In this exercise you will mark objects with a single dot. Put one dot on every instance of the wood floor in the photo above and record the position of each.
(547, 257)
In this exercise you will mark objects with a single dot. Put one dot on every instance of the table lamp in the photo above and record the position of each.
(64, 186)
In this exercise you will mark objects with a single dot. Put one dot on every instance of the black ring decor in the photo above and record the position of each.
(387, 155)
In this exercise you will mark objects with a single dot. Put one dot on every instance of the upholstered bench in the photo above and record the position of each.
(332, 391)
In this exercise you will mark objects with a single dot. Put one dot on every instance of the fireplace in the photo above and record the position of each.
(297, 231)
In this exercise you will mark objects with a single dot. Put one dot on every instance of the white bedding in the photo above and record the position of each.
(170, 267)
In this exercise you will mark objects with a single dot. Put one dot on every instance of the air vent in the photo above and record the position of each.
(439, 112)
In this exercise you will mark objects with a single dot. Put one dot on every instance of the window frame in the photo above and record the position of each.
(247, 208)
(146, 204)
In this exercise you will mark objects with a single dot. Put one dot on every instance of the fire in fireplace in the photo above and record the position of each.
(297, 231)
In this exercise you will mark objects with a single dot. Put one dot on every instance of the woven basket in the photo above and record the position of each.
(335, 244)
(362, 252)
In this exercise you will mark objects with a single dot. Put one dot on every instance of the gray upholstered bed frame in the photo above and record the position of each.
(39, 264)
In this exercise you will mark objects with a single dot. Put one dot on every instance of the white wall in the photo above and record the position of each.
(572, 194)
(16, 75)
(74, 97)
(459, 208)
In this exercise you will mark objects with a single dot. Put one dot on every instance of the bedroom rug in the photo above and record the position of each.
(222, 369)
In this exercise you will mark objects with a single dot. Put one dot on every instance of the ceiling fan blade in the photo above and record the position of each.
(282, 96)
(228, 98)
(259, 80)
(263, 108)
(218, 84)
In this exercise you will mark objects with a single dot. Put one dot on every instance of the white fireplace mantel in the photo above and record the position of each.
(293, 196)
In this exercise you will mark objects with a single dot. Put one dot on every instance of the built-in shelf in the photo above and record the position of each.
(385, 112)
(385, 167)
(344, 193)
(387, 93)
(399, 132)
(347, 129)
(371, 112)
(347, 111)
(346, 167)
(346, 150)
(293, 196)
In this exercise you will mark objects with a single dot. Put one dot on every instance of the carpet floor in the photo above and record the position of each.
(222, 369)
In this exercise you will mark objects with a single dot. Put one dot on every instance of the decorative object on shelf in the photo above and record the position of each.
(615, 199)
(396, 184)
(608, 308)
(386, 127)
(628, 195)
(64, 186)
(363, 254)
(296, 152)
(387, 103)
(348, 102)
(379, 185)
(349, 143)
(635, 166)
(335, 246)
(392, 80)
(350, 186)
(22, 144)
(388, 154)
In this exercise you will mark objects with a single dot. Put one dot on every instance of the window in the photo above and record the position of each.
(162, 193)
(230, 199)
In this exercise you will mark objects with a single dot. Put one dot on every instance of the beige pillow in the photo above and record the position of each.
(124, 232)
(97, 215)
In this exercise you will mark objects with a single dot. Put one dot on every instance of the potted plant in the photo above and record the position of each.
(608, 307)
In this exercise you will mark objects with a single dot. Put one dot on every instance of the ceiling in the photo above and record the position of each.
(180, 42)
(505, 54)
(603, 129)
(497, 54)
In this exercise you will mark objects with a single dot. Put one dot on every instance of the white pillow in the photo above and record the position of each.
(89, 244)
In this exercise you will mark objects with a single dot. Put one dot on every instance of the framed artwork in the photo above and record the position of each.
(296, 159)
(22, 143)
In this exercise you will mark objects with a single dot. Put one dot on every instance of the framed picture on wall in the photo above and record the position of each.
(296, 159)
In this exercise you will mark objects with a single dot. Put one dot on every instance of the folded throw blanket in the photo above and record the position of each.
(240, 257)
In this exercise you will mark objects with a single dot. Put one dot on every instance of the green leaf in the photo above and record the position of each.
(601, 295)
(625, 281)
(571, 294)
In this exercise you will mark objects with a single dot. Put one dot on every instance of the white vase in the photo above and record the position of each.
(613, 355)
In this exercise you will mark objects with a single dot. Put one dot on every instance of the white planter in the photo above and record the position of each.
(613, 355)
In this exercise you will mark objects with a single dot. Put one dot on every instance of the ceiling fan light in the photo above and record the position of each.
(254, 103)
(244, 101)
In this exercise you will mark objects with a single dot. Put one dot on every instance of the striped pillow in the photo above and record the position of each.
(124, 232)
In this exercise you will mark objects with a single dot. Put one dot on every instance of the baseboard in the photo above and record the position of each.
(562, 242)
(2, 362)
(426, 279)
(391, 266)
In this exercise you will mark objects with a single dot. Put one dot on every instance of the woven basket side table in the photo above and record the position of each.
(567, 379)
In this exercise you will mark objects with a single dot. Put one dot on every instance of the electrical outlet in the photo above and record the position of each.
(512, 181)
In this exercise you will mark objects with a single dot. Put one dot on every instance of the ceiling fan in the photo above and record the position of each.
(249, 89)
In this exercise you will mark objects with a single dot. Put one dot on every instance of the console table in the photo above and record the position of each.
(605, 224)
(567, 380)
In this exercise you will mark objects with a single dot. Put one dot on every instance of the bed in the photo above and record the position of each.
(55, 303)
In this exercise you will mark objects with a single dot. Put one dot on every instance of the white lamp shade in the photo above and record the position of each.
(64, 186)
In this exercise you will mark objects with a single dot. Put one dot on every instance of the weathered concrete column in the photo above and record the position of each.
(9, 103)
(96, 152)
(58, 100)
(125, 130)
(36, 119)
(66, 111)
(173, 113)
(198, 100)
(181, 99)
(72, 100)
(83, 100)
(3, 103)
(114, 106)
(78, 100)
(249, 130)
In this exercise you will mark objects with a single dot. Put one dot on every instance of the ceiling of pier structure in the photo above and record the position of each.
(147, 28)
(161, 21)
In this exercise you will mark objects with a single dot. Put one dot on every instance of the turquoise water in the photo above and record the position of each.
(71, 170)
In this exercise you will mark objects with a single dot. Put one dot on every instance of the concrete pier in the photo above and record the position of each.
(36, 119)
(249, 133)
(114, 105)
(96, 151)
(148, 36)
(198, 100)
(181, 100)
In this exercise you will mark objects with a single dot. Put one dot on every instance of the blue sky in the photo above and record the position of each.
^^^^
Copy every line above word for word, from the first to the last, and change nothing.

=== Correct response ===
In this exercise you will mark objects with a single dot. Put one dot on every instance of the wood floor in the photo above and record the position of each.
(547, 257)
In this exercise you will mark objects with a single dot. Put one dot on every instance of the table lamp in the photo above and record the position of each.
(64, 186)
In this exercise you will mark objects with a single dot. Put one dot on every instance of the black ring decor in the photo above and record the position of each.
(387, 155)
In this exercise you will mark objects with a single dot. Put one dot on every instance of the upholstered bench in the photo above and record the position of each.
(332, 391)
In this exercise you will mark objects with a single dot. Put one dot on every instance of the fireplace in the photo above and record the position of each.
(297, 231)
In this exercise you will mark objects with a single dot. Put one dot on every instance of the white bedding in the photo above and record the position of each.
(170, 267)
In this exercise you will mark objects with a single dot. Put one dot on every instance of the air vent in the photo above and record the position of each.
(439, 112)
In this exercise you will mark objects with a single dot. Put one dot on every instance of the window frame in the photo above and record the position of each.
(247, 208)
(146, 204)
In this exercise you will mark objects with a single dot. Put one dot on every instance of the fire in fireplace in the photo above and record the position of each.
(297, 231)
In this exercise you will mark objects with a single dot. Put one dot on every instance of the woven basket in the photo above and record the position of each.
(335, 244)
(362, 252)
In this exercise you will mark objects with a single dot. Put one dot on every instance of the gray upholstered bed frame in the photo above and record the position of each.
(39, 264)
In this exercise you will mark objects with a single dot. Put one dot on every instance of the white wall in the photo above and record the position of each.
(572, 194)
(16, 75)
(74, 97)
(459, 208)
In this exercise you will mark objects with a single dot. Put one dot on every instance of the bedroom rug in the photo above and record the position of each.
(222, 369)
In this exercise you will mark objects with a single dot. Put one dot on every instance of the ceiling fan blade in the photo above and record the position of each.
(282, 96)
(228, 98)
(259, 80)
(263, 108)
(218, 84)
In this exercise you will mark objects with a single dot. Put one dot on every instance of the white fireplace mantel in the photo above and record the position of each.
(293, 196)
In this exercise you will mark objects with a single dot. Put one dot on every instance of the built-in shelf in the photo above and record the position of each.
(385, 112)
(385, 167)
(344, 193)
(387, 93)
(399, 132)
(347, 129)
(371, 112)
(347, 111)
(346, 167)
(346, 150)
(293, 196)
In this exercise you will mark objects with a single dot. Put one dot on every instance of the carpet floor in the photo above and record the position of each.
(222, 369)
In this exercise you will mark objects with a single dot. Put one dot on every instance of the decorative object on shelf in the photo above and record the position of each.
(615, 199)
(396, 184)
(608, 308)
(386, 127)
(628, 195)
(64, 186)
(363, 254)
(296, 152)
(387, 103)
(348, 102)
(379, 185)
(349, 143)
(635, 166)
(335, 246)
(392, 80)
(350, 186)
(22, 144)
(388, 154)
In this exercise you will mark objects with a single dot. Put one dot on every instance of the window in the photo above and record the position of each.
(162, 193)
(230, 199)
In this exercise you will mark objects with a single dot. Put one dot on every instance of the beige pillow in the photo above and record the position of each.
(124, 232)
(97, 215)
In this exercise you will mark objects with a single dot. Put one dot on every instance of the potted plant in the photo above and record the position of each.
(608, 307)
In this exercise you will mark objects with a single dot. Put one dot on every instance of the ceiling in the photo above and record the position of each.
(180, 42)
(505, 54)
(603, 129)
(497, 54)
In this exercise you will mark objects with a single dot. Put one dot on every instance of the white pillow in the photo above and record the position of each.
(89, 244)
In this exercise you will mark objects with a single dot. Put one dot on every instance of the framed artwork in the photo above and record the position of each.
(296, 159)
(22, 143)
In this exercise you will mark objects with a single dot. Put one dot on every instance of the framed picture on wall in the photo above and record the position of each.
(296, 159)
In this exercise you will mark objects with a single dot. Put one dot on every instance of the folded throw blanket in the photo above and record the position of each.
(240, 257)
In this exercise you will mark objects with a single dot. Put one dot on every instance of the green leaf in the photo above and record the position of each.
(601, 295)
(625, 281)
(571, 294)
In this exercise you will mark objects with a single dot. Put one dot on every instance of the white vase in the photo above and record the position of each.
(613, 355)
In this exercise you will mark objects with a single dot. Put one dot on every instance of the white planter in the photo above and record the position of each.
(613, 355)
In this exercise you will mark objects with a single dot. Put one dot on every instance of the ceiling fan light in the photo above and record the position of each.
(254, 103)
(244, 101)
In this exercise you will mark objects with a single dot. Put one dot on every instance of the striped pillow in the photo above and record the position of each.
(124, 232)
In this exercise you will mark objects with a single dot. Put one dot on every instance of the baseboard in the photo above and record the position of each.
(562, 242)
(2, 362)
(426, 279)
(391, 266)
In this exercise you will mark objects with a single dot. Put one dot on every instance of the woven basket side table in the photo above and record the position of each.
(567, 379)
In this exercise you will mark objects with a single dot. Put one dot on every instance of the electrical outlet in the photo above and record the position of each.
(512, 181)
In this exercise you will mark objects with a single dot. Put one dot on every instance of the ceiling fan in the photo above and record the position of each.
(249, 89)
In this exercise you will mark objects with a single dot. Put one dot on every instance of the console table in the photo above and record the position of each.
(605, 224)
(567, 380)
In this exercise you will mark objects with a single dot. Put one dot on every instance of the bed in the photo above and record the position of each.
(55, 303)
In this exercise you will mark objects with a single dot. Put one dot on every instance of the white lamp shade in the photo above and record the position of each.
(64, 186)
In this exercise you will mark objects with a single dot. Put one dot on every instance of the weathered concrete column in the photo above and record the position of each.
(9, 103)
(96, 152)
(58, 100)
(125, 130)
(36, 119)
(66, 111)
(173, 113)
(198, 100)
(181, 99)
(72, 100)
(83, 100)
(3, 103)
(114, 106)
(78, 100)
(249, 130)
In this exercise you will mark objects with a single dot. Put one dot on every instance of the ceiling of pier structure in the photo above and record the position of each.
(147, 28)
(161, 21)
In this exercise you will mark objects with a single dot. Put one dot on every instance of the turquoise water in the photo above and record the position of each.
(71, 170)
In this exercise you will mark objects with a single dot. Put one dot on every instance of the concrete pier in the photo above and record the position of each.
(36, 119)
(249, 133)
(114, 105)
(96, 151)
(148, 36)
(198, 100)
(181, 100)
In this exercise you will mark objects with a single dot. Put one dot on every instance of the blue sky in the photo above and record the position of each.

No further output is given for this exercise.